What you have to do:
Print the listing verbatim, starting at its first line and ending at the line containing "positive clicks: (1162, 422) (1138, 458)", with both of those lines included.

*** Begin section ***

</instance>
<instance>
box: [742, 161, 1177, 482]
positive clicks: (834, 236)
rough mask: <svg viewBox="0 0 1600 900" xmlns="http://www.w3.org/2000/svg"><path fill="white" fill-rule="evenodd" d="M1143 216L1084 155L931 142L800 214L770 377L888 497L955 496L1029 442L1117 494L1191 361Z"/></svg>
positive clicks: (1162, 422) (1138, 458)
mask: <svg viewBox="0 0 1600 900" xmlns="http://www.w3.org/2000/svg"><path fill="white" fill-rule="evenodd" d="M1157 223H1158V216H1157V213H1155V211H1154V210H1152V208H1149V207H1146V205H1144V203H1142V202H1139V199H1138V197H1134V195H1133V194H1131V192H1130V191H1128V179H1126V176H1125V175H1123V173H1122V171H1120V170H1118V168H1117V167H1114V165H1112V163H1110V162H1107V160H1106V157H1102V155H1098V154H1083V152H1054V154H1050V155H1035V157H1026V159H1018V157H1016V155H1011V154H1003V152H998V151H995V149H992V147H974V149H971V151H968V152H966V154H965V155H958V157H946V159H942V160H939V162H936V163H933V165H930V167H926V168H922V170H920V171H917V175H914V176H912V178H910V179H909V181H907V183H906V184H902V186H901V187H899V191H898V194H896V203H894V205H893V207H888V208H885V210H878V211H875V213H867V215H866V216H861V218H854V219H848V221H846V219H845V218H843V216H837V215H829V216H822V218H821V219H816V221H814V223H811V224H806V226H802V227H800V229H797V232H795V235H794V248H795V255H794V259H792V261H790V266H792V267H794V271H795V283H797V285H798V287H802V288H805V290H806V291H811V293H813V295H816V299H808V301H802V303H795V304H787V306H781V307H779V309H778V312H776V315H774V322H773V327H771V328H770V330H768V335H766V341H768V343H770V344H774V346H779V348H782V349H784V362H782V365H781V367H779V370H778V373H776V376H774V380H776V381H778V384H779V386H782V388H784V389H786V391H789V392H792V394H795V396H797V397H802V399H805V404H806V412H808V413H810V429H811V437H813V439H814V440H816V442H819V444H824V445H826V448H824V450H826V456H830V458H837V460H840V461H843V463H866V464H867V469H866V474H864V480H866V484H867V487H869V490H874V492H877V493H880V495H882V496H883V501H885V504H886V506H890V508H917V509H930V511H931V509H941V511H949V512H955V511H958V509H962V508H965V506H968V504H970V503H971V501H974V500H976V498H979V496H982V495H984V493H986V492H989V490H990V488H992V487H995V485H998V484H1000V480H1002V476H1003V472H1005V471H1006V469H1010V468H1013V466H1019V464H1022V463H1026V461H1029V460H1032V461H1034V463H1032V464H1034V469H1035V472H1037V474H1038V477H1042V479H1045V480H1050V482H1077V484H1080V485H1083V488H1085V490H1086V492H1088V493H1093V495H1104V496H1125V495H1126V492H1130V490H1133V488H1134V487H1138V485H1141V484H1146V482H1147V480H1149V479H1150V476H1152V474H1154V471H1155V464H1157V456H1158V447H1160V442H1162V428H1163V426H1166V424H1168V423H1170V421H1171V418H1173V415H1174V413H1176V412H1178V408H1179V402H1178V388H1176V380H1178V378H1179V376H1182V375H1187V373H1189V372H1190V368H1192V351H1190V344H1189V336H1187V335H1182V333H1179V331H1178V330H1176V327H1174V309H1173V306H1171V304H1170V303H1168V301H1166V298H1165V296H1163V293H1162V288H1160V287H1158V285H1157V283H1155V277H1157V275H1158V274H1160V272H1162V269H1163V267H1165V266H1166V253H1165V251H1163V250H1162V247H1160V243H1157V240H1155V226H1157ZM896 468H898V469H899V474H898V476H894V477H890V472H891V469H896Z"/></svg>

*** End section ***

Your solution:
</instance>
<instance>
box: [742, 161, 1177, 482]
positive clicks: (834, 236)
rough mask: <svg viewBox="0 0 1600 900" xmlns="http://www.w3.org/2000/svg"><path fill="white" fill-rule="evenodd" d="M1143 216L1084 155L931 142L800 214L770 377L888 497L955 496L1029 442L1117 494L1191 361Z"/></svg>
positive clicks: (1162, 422) (1138, 458)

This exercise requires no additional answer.